AIM: Retype the data below without altering anything.

##########

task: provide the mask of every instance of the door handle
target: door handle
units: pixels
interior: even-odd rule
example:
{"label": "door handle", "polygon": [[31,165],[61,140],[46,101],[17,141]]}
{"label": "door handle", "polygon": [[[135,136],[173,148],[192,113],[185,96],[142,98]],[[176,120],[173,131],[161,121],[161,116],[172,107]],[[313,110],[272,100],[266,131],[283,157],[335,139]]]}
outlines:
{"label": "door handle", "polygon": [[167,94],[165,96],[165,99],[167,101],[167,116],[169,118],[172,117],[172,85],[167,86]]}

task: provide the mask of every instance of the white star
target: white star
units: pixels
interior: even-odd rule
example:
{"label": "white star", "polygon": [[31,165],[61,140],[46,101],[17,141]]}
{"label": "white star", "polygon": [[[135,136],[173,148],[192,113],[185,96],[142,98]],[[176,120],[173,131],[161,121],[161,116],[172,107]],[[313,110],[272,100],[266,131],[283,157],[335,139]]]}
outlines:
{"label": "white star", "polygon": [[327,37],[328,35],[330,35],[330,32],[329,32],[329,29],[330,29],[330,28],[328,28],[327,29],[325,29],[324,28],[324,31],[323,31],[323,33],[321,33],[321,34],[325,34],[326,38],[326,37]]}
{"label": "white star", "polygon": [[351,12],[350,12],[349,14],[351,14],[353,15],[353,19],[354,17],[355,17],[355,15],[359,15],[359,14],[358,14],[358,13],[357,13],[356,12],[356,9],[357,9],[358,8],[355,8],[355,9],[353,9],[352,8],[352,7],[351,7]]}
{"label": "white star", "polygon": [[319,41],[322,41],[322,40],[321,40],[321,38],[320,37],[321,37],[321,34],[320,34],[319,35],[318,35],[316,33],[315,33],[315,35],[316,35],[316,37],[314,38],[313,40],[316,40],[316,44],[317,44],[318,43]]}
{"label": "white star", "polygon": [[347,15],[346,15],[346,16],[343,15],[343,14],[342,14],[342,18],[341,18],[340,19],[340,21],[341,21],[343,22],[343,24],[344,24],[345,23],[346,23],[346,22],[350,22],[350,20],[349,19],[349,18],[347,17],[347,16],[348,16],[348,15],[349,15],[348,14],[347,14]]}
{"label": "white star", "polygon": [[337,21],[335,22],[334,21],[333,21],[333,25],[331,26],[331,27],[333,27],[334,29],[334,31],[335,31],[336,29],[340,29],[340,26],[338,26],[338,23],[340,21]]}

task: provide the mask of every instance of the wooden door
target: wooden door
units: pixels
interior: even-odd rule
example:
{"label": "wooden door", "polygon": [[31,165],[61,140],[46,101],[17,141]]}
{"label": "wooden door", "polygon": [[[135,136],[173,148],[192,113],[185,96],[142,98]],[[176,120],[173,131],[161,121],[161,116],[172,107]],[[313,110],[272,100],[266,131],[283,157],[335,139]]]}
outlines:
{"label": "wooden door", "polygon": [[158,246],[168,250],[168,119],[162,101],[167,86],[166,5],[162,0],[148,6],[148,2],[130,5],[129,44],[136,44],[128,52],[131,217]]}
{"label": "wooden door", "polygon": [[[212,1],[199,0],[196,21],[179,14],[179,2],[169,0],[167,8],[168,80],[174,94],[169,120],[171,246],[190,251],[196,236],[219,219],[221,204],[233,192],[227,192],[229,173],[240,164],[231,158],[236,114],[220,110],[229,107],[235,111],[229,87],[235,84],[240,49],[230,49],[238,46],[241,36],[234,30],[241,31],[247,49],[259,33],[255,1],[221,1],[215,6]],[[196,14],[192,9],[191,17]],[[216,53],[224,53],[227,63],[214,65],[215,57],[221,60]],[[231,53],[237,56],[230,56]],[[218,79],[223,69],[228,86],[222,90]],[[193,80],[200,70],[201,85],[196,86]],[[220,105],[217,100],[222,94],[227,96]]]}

##########

WRITTEN SOLUTION:
task: provide the mask of every instance of the door handle
target: door handle
units: pixels
interior: even-odd rule
example:
{"label": "door handle", "polygon": [[31,165],[61,140],[46,101],[17,141]]}
{"label": "door handle", "polygon": [[[135,136],[173,148],[192,113],[185,96],[142,98]],[[176,120],[173,131],[161,121],[161,116],[172,107]],[[313,110],[272,100],[266,131],[283,157],[335,139]]]}
outlines:
{"label": "door handle", "polygon": [[167,94],[165,96],[165,99],[167,101],[167,116],[169,118],[172,117],[172,85],[167,86]]}

task: provide the mask of every instance of the white star
target: white star
units: pixels
interior: even-odd rule
example:
{"label": "white star", "polygon": [[31,165],[61,140],[46,101],[17,141]]}
{"label": "white star", "polygon": [[[135,136],[173,148],[192,113],[185,96],[142,98]],[[176,120],[173,131],[161,121],[161,116],[172,107]],[[313,110],[272,100],[266,131],[283,157],[335,139]]]}
outlines:
{"label": "white star", "polygon": [[327,37],[328,35],[330,35],[330,32],[329,32],[329,29],[330,29],[330,28],[328,28],[327,29],[325,29],[324,28],[324,31],[323,31],[323,33],[321,33],[321,34],[325,34],[326,38],[326,37]]}
{"label": "white star", "polygon": [[351,12],[350,12],[349,14],[351,14],[353,15],[353,19],[354,17],[355,17],[355,15],[359,15],[359,14],[358,14],[358,13],[357,13],[356,12],[356,9],[357,9],[358,8],[355,8],[355,9],[353,9],[352,8],[352,7],[351,7]]}
{"label": "white star", "polygon": [[319,41],[322,41],[322,40],[321,40],[321,38],[320,37],[321,37],[321,34],[320,34],[319,35],[318,35],[316,33],[315,33],[315,35],[316,35],[316,37],[314,38],[313,40],[316,40],[316,44],[317,44],[318,43]]}
{"label": "white star", "polygon": [[347,15],[346,15],[346,16],[343,15],[343,14],[342,14],[342,18],[341,18],[340,19],[340,21],[341,21],[343,22],[343,24],[344,24],[345,23],[346,23],[346,22],[350,22],[350,20],[349,19],[349,18],[347,17],[347,16],[348,16],[348,15],[349,15],[348,14],[347,14]]}
{"label": "white star", "polygon": [[337,21],[335,22],[334,21],[333,21],[333,25],[331,26],[331,27],[333,27],[334,29],[334,31],[335,31],[336,29],[340,29],[340,26],[338,26],[338,23],[340,21]]}

task: provide the mask of every instance of the wooden door
target: wooden door
units: pixels
interior: even-odd rule
example:
{"label": "wooden door", "polygon": [[31,165],[61,140],[46,101],[17,141]]}
{"label": "wooden door", "polygon": [[[135,136],[173,148],[192,113],[185,96],[142,98]],[[176,120],[173,131],[161,121],[161,116],[172,107]],[[313,110],[272,100],[266,131],[283,157],[335,139]]]}
outlines:
{"label": "wooden door", "polygon": [[158,246],[168,250],[168,119],[162,101],[167,86],[166,5],[162,0],[148,6],[148,2],[130,5],[129,44],[136,44],[128,52],[131,217]]}
{"label": "wooden door", "polygon": [[[212,1],[199,0],[196,21],[179,14],[179,2],[169,0],[167,8],[168,80],[174,94],[169,120],[171,246],[190,251],[196,236],[219,219],[221,204],[233,192],[227,192],[229,173],[240,164],[231,158],[236,114],[220,110],[229,107],[235,111],[229,87],[235,84],[240,49],[230,49],[238,46],[241,36],[234,30],[241,31],[247,49],[259,33],[255,1],[221,1],[215,6]],[[196,14],[192,9],[191,17]],[[216,53],[224,53],[227,63],[214,65],[215,57],[221,60]],[[231,53],[237,56],[230,56]],[[218,79],[223,69],[228,86],[222,90]],[[193,80],[200,70],[201,85],[196,86]],[[220,105],[217,100],[222,94],[227,96]]]}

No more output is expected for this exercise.